§ **Goal of the exercise**:
For each statement about the SPIN fine-tuning text below, say yes or no depending on whether it agrees with the text, and quote the words that decide it. (a) The supervised fine-tune uses all 200k samples of HuggingfaceH4/ultrachat_200k. (b) The SPIN method generates 100k samples of synthetic data pairs at a time. (c) After SFT, the model is fine-tuned on its generations only once.

§ **Given text**:
------

UCLA-AGI has proven that large language models, even weaker large language models, can improve themselves with data only produced by original model. The question they answer in their paper is:

"Can we empower a weak LLM to improve itself without acquiring additional human annotated data?"

They answer this question by the proposal and testing of a novel fine-tuning method they call Self-Play fIne-tuNing (SPIN). The process starts by applying a supervised fine-tune (SFT) to zephyr-7b using all 200k samples of HuggingfaceH4/ultrachat_200k to eliminate the need for a human annotator.

Once the model has completed SFT, the SPIN method suggests generating 50k samples of synthetic data pairs of 'chosen' and 'rejected' samples. The model will be fine tuned on those generations, and this process will repeat for another 3 iterations for a total 200k samples.

------

§ **Extracted information**:
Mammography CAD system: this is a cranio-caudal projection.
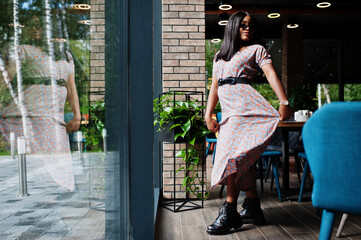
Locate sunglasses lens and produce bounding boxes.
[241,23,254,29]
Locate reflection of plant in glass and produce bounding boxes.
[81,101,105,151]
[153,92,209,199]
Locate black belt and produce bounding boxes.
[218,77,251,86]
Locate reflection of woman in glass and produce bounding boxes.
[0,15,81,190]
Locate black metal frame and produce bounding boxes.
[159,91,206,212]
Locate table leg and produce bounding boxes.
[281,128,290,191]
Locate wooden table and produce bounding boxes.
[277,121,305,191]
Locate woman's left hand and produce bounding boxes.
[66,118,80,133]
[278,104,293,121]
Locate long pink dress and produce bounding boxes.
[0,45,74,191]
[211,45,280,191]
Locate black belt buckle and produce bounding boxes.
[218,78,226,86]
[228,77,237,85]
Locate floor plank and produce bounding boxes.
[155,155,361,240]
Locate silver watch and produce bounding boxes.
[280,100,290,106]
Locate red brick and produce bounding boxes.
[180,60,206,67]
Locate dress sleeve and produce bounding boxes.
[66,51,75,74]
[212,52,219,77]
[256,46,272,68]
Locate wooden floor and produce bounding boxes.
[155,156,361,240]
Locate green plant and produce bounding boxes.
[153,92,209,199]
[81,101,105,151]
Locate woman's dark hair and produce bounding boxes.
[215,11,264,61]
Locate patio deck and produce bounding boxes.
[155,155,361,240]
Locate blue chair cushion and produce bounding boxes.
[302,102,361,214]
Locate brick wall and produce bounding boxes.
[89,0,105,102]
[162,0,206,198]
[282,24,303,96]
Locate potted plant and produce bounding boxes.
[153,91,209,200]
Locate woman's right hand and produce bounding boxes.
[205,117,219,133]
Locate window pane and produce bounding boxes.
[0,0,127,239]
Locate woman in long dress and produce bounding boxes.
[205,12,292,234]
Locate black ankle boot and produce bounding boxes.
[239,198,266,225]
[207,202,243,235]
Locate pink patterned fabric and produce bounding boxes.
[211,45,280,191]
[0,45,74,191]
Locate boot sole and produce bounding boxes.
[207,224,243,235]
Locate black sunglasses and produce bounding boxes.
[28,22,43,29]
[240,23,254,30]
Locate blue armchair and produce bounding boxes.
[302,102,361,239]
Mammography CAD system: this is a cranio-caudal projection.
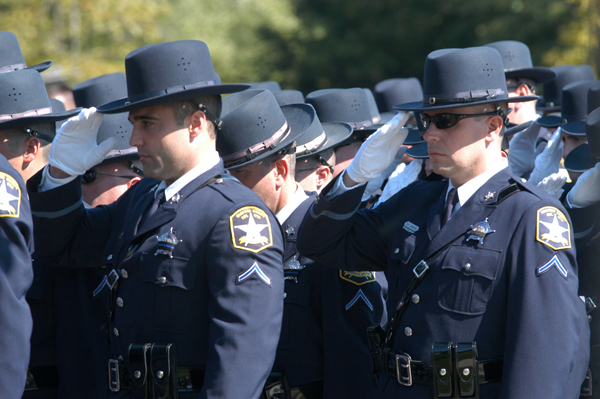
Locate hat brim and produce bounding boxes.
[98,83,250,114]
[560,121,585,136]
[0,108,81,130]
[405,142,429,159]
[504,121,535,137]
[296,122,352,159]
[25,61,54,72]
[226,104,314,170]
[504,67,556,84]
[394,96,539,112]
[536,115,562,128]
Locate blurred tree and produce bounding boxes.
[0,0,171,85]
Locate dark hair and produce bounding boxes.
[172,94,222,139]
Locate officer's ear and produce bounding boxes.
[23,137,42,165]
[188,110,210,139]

------

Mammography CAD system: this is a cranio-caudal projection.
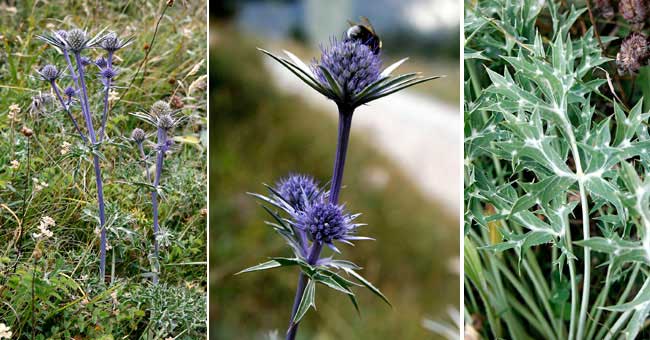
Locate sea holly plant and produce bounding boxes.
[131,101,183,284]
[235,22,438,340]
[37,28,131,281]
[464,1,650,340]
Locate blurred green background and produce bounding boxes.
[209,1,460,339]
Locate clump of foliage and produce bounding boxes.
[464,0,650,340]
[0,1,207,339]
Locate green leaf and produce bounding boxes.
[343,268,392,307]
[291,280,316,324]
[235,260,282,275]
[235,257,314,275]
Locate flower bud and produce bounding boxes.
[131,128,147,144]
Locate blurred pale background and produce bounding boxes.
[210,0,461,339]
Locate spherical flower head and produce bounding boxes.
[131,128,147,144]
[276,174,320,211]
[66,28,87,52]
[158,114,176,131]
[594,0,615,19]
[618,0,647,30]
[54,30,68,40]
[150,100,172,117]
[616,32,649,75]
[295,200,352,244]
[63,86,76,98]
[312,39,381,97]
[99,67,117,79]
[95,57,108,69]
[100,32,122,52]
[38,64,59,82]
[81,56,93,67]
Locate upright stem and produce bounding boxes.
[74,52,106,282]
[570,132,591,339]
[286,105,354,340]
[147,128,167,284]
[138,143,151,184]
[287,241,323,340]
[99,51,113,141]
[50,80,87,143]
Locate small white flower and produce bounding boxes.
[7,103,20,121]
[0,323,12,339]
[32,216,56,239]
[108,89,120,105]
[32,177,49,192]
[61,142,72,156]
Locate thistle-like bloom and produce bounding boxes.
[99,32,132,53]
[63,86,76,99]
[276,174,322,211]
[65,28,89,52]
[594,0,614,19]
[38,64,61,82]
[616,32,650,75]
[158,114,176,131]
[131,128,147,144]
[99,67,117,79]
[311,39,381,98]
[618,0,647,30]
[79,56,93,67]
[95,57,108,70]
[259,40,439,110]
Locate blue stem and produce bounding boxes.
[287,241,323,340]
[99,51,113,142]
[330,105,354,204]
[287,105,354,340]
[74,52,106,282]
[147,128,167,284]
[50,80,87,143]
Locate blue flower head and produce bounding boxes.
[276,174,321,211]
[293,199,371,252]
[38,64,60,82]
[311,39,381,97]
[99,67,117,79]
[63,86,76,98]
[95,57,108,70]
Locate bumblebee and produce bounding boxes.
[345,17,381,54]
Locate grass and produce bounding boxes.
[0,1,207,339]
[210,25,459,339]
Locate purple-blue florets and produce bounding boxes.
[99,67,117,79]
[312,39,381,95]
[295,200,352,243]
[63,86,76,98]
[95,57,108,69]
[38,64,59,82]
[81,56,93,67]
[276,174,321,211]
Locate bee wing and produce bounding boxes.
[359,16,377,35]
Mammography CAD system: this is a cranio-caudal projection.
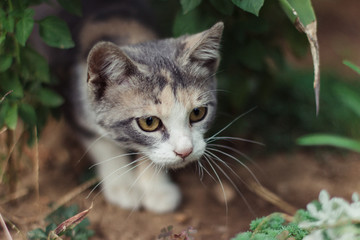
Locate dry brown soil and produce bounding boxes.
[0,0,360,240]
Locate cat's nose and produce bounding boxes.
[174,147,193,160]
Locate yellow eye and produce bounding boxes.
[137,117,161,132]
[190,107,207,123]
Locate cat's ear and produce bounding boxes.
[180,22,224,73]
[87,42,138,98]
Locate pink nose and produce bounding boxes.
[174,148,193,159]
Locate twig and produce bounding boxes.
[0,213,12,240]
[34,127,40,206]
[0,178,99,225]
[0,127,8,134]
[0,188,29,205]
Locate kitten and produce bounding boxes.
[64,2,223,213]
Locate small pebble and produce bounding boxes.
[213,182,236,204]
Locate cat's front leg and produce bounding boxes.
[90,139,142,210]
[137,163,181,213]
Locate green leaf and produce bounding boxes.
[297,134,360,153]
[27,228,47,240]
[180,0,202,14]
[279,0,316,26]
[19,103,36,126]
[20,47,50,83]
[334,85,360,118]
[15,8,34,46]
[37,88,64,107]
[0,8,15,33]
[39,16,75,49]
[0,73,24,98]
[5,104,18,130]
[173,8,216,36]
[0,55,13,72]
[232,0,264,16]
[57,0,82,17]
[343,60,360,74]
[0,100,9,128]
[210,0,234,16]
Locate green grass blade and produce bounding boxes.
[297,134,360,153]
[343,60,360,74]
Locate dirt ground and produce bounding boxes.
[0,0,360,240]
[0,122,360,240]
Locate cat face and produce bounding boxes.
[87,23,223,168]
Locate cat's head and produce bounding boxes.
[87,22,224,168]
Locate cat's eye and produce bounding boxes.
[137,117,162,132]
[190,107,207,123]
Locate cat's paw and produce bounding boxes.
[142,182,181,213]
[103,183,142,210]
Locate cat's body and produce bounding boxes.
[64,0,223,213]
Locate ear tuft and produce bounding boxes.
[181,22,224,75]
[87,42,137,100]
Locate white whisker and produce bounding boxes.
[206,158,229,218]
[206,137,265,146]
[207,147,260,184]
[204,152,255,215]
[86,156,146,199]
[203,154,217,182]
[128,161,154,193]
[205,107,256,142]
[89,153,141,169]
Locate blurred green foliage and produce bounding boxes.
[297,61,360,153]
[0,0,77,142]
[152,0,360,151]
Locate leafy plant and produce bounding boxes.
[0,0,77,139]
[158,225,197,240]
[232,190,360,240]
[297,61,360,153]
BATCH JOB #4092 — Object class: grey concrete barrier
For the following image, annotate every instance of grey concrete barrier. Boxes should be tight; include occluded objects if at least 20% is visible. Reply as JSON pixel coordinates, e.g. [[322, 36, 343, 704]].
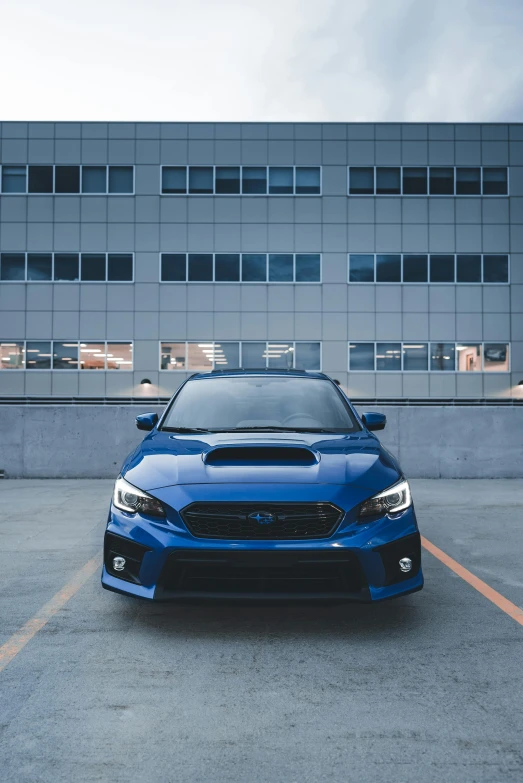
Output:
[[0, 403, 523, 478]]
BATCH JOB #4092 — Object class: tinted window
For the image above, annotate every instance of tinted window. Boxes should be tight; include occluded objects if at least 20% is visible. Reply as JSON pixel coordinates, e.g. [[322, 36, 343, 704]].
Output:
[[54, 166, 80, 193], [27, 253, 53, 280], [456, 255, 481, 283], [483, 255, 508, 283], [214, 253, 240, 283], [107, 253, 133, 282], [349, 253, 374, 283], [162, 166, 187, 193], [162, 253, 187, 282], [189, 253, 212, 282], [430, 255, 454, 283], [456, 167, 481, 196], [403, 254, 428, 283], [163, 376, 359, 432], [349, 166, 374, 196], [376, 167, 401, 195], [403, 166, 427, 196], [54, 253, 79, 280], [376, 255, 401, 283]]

------

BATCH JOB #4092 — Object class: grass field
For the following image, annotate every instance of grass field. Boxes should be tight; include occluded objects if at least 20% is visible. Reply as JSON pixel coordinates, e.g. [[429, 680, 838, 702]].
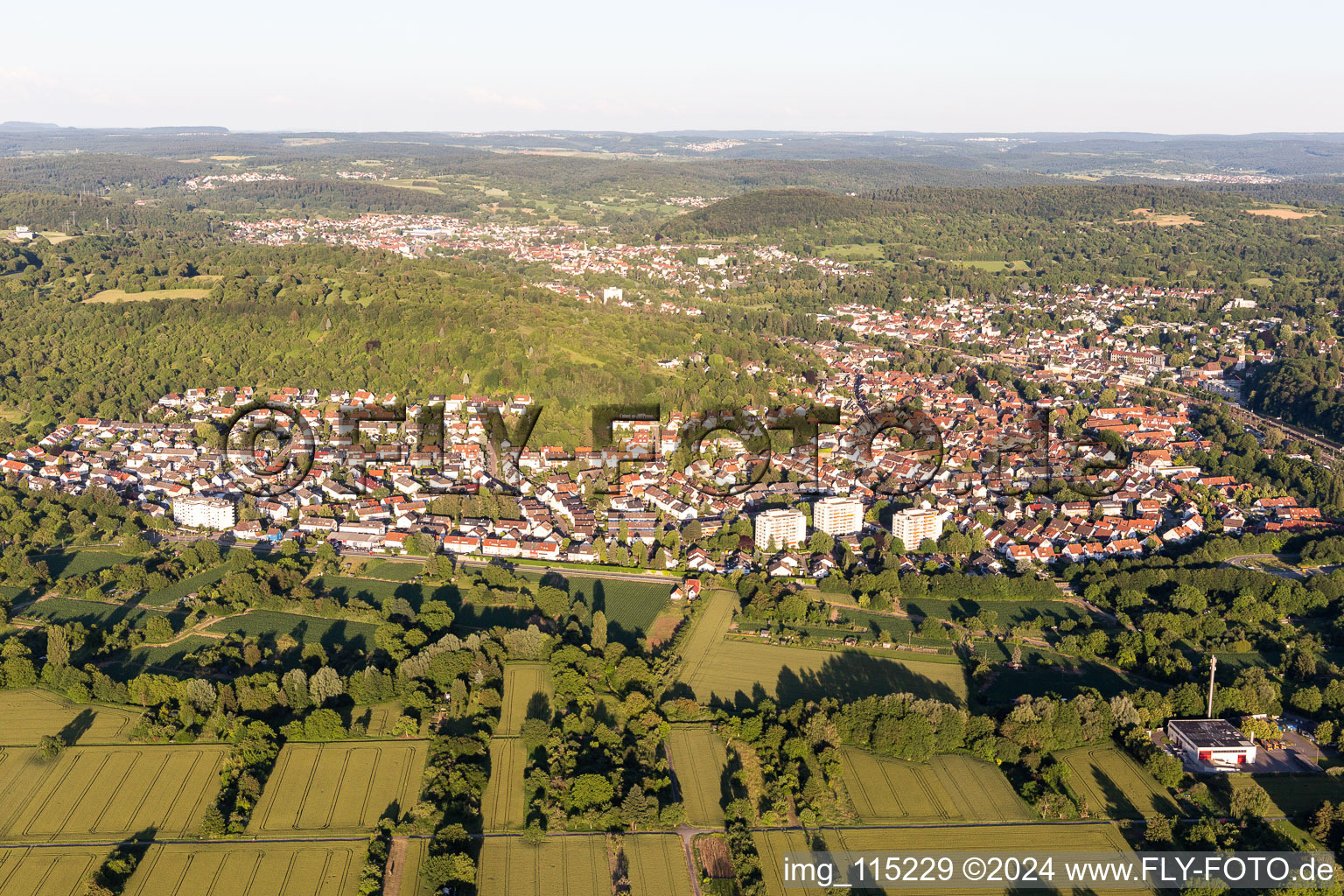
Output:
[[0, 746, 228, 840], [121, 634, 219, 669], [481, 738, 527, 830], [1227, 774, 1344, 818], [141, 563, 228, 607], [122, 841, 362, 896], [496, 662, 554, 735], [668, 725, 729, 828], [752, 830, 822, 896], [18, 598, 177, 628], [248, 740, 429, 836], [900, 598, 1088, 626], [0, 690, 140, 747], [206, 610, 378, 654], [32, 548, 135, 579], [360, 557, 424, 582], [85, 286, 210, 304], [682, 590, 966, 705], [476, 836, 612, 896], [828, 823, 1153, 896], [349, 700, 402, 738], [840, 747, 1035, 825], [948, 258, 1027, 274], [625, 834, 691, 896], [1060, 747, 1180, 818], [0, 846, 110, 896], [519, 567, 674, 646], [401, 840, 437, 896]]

------

§ **Solved exercise**:
(a) Yes: "using all 200k samples of HuggingfaceH4/ultrachat_200k"
(b) No: "generating 50k samples of synthetic data pairs"
(c) No: "this process will repeat for another 3 iterations"